→ **Work to complete**: Please copy exactly every line from the one that contains "Where can you spot the man in bright" to the end of the data below, with both ends included and no other lines.

______

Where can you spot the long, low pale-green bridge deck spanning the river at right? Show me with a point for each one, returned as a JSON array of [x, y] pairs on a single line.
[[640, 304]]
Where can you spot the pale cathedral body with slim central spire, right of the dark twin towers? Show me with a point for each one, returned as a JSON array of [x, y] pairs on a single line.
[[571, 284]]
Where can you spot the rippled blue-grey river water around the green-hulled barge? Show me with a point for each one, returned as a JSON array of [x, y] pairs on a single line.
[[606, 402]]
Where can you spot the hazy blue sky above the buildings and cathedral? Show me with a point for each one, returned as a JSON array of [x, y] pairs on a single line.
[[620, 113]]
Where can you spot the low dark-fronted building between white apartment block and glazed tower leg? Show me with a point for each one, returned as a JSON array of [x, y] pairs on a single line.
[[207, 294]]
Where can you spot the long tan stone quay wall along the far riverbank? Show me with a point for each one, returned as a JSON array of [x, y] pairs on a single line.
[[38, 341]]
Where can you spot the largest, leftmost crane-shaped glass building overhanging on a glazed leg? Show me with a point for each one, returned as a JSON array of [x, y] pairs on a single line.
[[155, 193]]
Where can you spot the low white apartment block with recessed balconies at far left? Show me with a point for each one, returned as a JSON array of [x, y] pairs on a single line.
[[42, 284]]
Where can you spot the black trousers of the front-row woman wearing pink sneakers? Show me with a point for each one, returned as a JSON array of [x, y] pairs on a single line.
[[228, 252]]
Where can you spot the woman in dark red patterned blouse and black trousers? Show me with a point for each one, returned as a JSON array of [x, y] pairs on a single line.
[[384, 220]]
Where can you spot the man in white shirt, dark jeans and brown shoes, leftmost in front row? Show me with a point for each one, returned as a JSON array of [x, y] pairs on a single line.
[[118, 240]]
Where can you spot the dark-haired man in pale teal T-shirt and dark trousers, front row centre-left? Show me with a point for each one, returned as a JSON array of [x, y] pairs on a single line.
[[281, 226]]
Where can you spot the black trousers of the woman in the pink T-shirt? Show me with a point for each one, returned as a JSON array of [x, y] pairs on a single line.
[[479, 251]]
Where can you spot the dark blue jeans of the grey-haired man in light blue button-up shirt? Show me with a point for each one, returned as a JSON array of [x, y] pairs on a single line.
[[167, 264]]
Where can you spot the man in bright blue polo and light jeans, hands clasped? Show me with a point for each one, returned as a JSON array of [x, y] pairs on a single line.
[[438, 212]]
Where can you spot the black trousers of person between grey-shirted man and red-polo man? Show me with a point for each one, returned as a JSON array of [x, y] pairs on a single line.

______

→ **Exercise result**:
Where can you spot the man in bright blue polo and light jeans, hands clasped? Show me with a point for each one, returned as a JSON array of [x, y] pairs on a single line.
[[438, 212]]
Where can you spot the black trousers of person between grey-shirted man and red-polo man? Show me with a point for each one, returned as a JSON array of [x, y] pairs on a single line.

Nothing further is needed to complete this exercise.